DIRECTIONS FOR THIS TASK
Rescale the records from the line with "Note: point to the animal's face" through the end of the records, copying each of those lines, requests included, with every point coordinate in the answers multiplied by 1.4 and rounded to a whole number (halves round up). Return only those lines.

ENTRIES SHOWN

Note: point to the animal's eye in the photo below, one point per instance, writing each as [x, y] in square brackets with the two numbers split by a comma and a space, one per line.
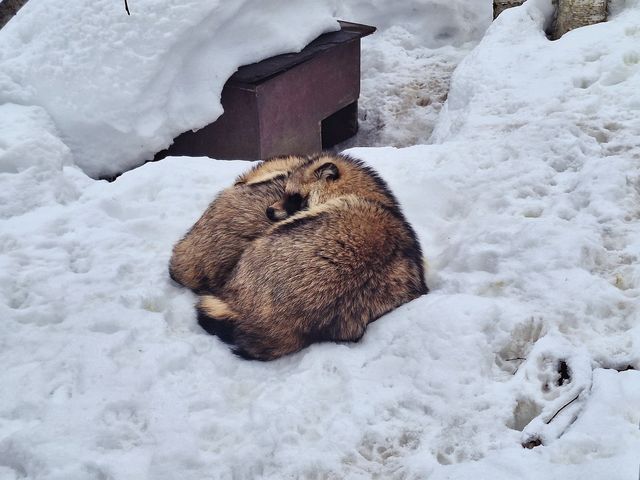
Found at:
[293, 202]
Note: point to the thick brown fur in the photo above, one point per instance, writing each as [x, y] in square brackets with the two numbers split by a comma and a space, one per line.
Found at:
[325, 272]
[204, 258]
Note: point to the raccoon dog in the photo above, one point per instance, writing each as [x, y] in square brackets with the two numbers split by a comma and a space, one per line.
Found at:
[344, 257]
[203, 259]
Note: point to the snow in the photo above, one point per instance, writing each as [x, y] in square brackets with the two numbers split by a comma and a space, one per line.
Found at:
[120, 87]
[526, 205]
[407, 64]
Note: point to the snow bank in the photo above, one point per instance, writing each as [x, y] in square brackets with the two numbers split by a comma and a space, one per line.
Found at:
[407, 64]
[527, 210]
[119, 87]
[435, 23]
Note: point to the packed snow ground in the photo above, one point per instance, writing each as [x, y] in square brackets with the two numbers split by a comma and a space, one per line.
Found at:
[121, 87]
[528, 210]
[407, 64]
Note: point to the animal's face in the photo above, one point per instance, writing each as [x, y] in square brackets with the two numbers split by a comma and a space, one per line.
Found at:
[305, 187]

FULL OUTPUT
Note: point to the animal's face in the photo above, one point per instance, writing each as [x, y] in square brackets with the two numbers split by a comma and a space, one per line.
Found at:
[427, 262]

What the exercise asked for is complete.